**Document excerpt**.
——————————

Processing uses a coordinate system where the top left corner is the origin, rightwards is the positive x-axis, and downwards is the positive y-axis.

I made a graph that plots the calculated value of pi, using xCoordinate = xCoordinate + 1 as the number of random numbers used in the calculation (also known as darts in the darts analogy). However, using xCoordinate = xCoordinate + 1 as the number of random numbers increases to plot the graph has proven to be a very limited method due to the finite horizontal space, as the points wander off to points off of the screen. How can I make the graph such that the newest value is always added to a constant xCoordinate, with the previous values shifting backwards as the number of random points increases?

——————————

**Given data**.
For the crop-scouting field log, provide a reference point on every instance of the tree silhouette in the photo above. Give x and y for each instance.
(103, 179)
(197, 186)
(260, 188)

——————————

**Tasks and exercises**.
A. In the Processing post, how would you restate the paragraph beginning "I made a graph that plots" more briefly, keeping its main facts?
B. In the coordinate system described in the Processing post, which direction is the positive y-axis?
C. Write out the part of the Processing post that begins at the words "I made a graph" and stops after "random points increases?".

**Solution list**.
A. I graphed the calculated value of pi against the number of random numbers (darts) used, advancing with xCoordinate = xCoordinate + 1. Horizontal space is finite, so the points eventually wander off the screen, which makes this method very limited. How can the newest value always be added at a constant xCoordinate, with the earlier values shifting backward as the number of random points grows?

B. Downwards.

C.
I made a graph that plots the calculated value of pi, using xCoordinate = xCoordinate + 1 as the number of random numbers used in the calculation (also known as darts in the darts analogy). However, using xCoordinate = xCoordinate + 1 as the number of random numbers increases to plot the graph has proven to be a very limited method due to the finite horizontal space, as the points wander off to points off of the screen. How can I make the graph such that the newest value is always added to a constant xCoordinate, with the previous values shifting backwards as the number of random points increases?